**Job:** Please lay out the records below as a Markdown table with the columns Row and Text, starting at the line that contains "Category: orange citrus fruit" and ending at the last line of the records, both included. Give each line its own numbered row and leave out blank lines.

**Input for this task:**
_ _ _

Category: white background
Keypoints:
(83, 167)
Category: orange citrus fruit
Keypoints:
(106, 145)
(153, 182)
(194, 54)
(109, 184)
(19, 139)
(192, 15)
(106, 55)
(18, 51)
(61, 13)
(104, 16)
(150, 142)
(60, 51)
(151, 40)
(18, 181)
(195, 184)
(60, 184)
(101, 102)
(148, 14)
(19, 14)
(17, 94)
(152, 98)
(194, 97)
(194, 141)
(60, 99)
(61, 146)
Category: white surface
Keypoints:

_ _ _

**The completed task:**
| Row | Text |
|---|---|
| 1 | Category: orange citrus fruit |
| 2 | Keypoints: |
| 3 | (106, 145) |
| 4 | (153, 182) |
| 5 | (194, 54) |
| 6 | (109, 184) |
| 7 | (19, 139) |
| 8 | (192, 15) |
| 9 | (106, 55) |
| 10 | (18, 51) |
| 11 | (61, 13) |
| 12 | (104, 16) |
| 13 | (150, 142) |
| 14 | (60, 51) |
| 15 | (151, 40) |
| 16 | (18, 181) |
| 17 | (195, 184) |
| 18 | (60, 184) |
| 19 | (101, 102) |
| 20 | (148, 14) |
| 21 | (19, 14) |
| 22 | (17, 94) |
| 23 | (152, 98) |
| 24 | (194, 97) |
| 25 | (194, 141) |
| 26 | (60, 99) |
| 27 | (61, 146) |
| 28 | Category: white surface |
| 29 | Keypoints: |